## Aim of the exercise:
Take the lines from the beginning of the material through the line containing "lookup white building wall --output bbox" and retype them exactly, leaving the pictures out.

## Input data:
───
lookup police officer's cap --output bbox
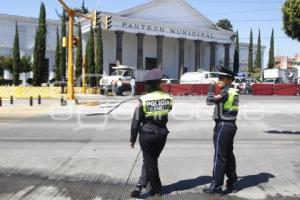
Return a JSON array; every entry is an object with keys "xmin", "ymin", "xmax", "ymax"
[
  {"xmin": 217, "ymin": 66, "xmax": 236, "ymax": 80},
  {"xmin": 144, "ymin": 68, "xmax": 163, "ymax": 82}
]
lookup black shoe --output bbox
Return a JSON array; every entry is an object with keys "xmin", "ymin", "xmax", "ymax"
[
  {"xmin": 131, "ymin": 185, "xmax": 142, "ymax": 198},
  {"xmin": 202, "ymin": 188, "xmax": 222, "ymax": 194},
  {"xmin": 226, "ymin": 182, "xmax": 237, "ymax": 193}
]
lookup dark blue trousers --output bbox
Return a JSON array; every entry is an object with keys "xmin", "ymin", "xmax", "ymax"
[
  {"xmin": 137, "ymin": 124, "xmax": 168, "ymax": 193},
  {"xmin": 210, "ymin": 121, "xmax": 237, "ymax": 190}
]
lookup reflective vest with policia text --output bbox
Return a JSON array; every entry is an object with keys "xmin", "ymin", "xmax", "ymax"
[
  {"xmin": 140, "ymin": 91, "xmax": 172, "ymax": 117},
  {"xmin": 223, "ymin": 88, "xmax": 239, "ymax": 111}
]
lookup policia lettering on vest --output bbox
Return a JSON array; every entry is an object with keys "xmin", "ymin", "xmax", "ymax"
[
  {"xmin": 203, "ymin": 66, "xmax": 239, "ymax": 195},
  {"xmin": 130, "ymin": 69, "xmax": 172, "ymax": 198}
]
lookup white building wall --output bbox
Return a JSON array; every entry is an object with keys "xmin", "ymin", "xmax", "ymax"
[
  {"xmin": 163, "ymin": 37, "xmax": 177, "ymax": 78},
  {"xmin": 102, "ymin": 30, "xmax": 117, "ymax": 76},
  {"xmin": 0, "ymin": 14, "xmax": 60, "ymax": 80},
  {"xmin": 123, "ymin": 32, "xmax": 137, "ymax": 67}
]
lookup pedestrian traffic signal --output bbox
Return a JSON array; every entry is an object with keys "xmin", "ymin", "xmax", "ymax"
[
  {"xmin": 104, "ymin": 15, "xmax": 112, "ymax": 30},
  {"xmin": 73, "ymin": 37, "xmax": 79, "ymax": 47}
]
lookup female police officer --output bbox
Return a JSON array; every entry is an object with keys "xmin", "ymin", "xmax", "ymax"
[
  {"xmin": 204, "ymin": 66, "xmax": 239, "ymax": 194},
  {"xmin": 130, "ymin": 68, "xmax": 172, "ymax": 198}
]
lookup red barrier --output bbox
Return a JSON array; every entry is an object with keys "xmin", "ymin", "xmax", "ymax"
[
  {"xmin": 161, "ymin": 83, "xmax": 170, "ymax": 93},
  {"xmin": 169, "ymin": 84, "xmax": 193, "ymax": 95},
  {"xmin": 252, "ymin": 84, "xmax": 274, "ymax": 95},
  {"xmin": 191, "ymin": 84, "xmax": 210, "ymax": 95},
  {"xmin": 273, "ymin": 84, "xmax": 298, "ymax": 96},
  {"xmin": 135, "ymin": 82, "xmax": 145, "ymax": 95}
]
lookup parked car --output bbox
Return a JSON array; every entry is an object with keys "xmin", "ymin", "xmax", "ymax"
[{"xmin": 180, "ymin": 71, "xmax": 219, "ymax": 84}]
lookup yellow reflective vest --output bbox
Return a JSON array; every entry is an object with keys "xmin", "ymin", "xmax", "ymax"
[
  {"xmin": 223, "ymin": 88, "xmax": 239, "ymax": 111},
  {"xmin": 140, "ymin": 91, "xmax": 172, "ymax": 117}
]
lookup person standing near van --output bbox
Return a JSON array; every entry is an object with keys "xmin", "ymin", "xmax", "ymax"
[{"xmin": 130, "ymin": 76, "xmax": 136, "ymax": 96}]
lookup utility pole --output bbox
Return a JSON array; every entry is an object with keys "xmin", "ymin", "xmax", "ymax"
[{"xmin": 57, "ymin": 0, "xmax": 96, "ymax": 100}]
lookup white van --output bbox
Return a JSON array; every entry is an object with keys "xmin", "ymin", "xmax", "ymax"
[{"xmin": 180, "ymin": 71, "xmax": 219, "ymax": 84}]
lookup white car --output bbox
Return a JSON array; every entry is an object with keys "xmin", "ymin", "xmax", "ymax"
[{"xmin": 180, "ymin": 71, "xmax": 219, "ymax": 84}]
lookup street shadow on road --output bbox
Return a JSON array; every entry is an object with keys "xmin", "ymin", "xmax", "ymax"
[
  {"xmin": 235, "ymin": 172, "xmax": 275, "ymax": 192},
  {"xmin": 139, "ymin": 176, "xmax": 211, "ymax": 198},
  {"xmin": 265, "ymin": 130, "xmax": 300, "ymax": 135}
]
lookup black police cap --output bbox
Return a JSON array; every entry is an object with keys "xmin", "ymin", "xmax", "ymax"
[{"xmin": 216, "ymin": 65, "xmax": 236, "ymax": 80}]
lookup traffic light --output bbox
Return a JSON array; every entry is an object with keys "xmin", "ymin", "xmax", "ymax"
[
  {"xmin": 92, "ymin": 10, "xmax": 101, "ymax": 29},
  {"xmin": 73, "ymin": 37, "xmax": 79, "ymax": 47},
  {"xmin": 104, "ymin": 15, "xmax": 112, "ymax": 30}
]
───
## Expected output:
lookup police officer's cap --output bbox
Return a JSON array; every entry is an object with keys "xmin", "ymin", "xmax", "ymax"
[
  {"xmin": 217, "ymin": 66, "xmax": 236, "ymax": 80},
  {"xmin": 144, "ymin": 68, "xmax": 163, "ymax": 82}
]
lookup black shoe --output bbox
Return a JSON array; every entry is an object with keys "xmin", "ymin", "xmax", "ymax"
[
  {"xmin": 131, "ymin": 185, "xmax": 142, "ymax": 198},
  {"xmin": 202, "ymin": 188, "xmax": 222, "ymax": 194},
  {"xmin": 226, "ymin": 182, "xmax": 237, "ymax": 193}
]
lookup dark blue trousers --output bbox
Return a JSON array; every entry is an object with keys "xmin", "ymin", "xmax", "ymax"
[
  {"xmin": 137, "ymin": 124, "xmax": 168, "ymax": 193},
  {"xmin": 210, "ymin": 121, "xmax": 237, "ymax": 190}
]
lookup reflective vest with policia text --output bbox
Return a JSON array; every entry is an object with keys "xmin", "ymin", "xmax", "ymax"
[
  {"xmin": 140, "ymin": 91, "xmax": 172, "ymax": 117},
  {"xmin": 223, "ymin": 88, "xmax": 239, "ymax": 111}
]
lookup policia lettering on vest --output bbox
Return a JSON array; every entry is an object with keys "xmin", "ymin", "xmax", "ymax"
[
  {"xmin": 203, "ymin": 66, "xmax": 239, "ymax": 195},
  {"xmin": 130, "ymin": 69, "xmax": 172, "ymax": 198}
]
lookup white building wall --output bbox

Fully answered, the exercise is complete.